▸ DOCUMENT TEXT:
Down to you then Johnny!


----------



## John-H

rustyintegrale said:


> John-H said:
> 
> 
> 
> [Hmm... Yes it would make sense for all notifications to go out .co.uk regardless I think. The other domains are just to catch people typing in the wrong one to start with so I'm not sure why it's like that.
> 
> 
> 
> Down to you then Johnny!
Click to expand...

Ha ha! If only I had that level of tinkerability :wink: - I can raise a flag and wave it though [smiley=help.gif]


----------



## Gram TT

Hi,

could someone explain to me how to fix this login problem on my iphone? I am using safari but don't know how to rectify the problem.

Thanks,
Graham.


----------



## rustyintegrale

Gram TT said:


> Hi,
> 
> could someone explain to me how to fix this login problem on my iphone? I am using safari but don't know how to rectify the problem.
> 
> Thanks,
> Graham.


Make sure you are going to ********.co.uk in the browser, if not correct it. Then go to Settings, Safari, scroll down to the bottom and select Clear Cookies, then Clear Cache. Restart the phone.

Cheers

Rich


----------



## Dash

I'll do Chrome and Opera when I get home.

*Firefox 4 (if you're using an older version then you need to update)*
1. Right click anywhere on the forum (but not on links or pictures etc)
2. Select "View Page Info"








3. Select the "Security" tab
4. Click "View Cookies"








5. Highlight each of the ******** cookies (hold shift and click on the top, then the bottom in the list to select all)
6. Click "Remove Cookies"









_* Yes, I know I've visited the site nearly 7,000 times - and this is only my work computer!_


----------



## John-H

Try this:

Cookie Buster

If that doesn't work delete cookies manually from the browser (Not the link at the bottom of the forum page as that doesn't work) - from the Tools Options ect in IE etc - but make sure you don't have any other browser open when doing this, then log on from the home page on a fresh browser.


----------



## audimad

Working again, thanks to John H.


----------



## Roger Irrelevant

Cheers rusty [smiley=cheers.gif]

Been trying to log on here for a couple of weeks now.


----------

▸ SUPPLIED MATERIAL:

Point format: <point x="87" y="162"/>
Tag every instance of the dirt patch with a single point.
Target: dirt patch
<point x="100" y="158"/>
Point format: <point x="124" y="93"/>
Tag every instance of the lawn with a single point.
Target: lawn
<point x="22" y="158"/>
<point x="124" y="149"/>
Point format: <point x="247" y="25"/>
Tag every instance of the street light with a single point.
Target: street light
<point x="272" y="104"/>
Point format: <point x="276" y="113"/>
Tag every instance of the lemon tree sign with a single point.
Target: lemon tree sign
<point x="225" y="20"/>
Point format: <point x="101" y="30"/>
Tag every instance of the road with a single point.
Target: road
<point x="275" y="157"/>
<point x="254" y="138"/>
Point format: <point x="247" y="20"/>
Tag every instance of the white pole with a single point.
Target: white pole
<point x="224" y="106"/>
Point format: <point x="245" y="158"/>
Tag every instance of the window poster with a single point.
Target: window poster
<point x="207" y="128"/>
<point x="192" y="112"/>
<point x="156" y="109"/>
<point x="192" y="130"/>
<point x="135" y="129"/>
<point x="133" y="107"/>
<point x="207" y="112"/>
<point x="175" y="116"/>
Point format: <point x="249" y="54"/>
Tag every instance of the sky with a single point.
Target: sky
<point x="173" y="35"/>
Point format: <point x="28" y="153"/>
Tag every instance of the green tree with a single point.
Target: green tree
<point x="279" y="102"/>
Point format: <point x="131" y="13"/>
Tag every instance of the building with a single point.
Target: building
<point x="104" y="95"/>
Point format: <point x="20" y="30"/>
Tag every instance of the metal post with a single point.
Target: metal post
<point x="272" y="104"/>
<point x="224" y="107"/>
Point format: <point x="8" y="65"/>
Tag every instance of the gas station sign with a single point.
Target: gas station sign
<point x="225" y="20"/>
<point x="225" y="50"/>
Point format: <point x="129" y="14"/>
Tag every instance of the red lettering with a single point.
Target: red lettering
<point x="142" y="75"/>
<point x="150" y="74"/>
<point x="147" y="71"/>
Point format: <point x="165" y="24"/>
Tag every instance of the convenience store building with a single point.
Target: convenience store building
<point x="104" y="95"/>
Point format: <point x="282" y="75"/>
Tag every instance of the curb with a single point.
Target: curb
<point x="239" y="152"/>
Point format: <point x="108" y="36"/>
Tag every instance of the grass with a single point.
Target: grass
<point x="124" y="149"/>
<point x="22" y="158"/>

▸ WHAT NEEDS TO BE DONE: Extract the passage of the forum thread on login trouble from "Cookie Buster" to "thanks to John H.". The records have no connection to the forum thread above.

▸ FINISHED ANSWER:
Cookie Buster

If that doesn't work delete cookies manually from the browser (Not the link at the bottom of the forum page as that doesn't work) - from the Tools Options ect in IE etc - but make sure you don't have any other browser open when doing this, then log on from the home page on a fresh browser.


----------



## audimad

Working again, thanks to John H.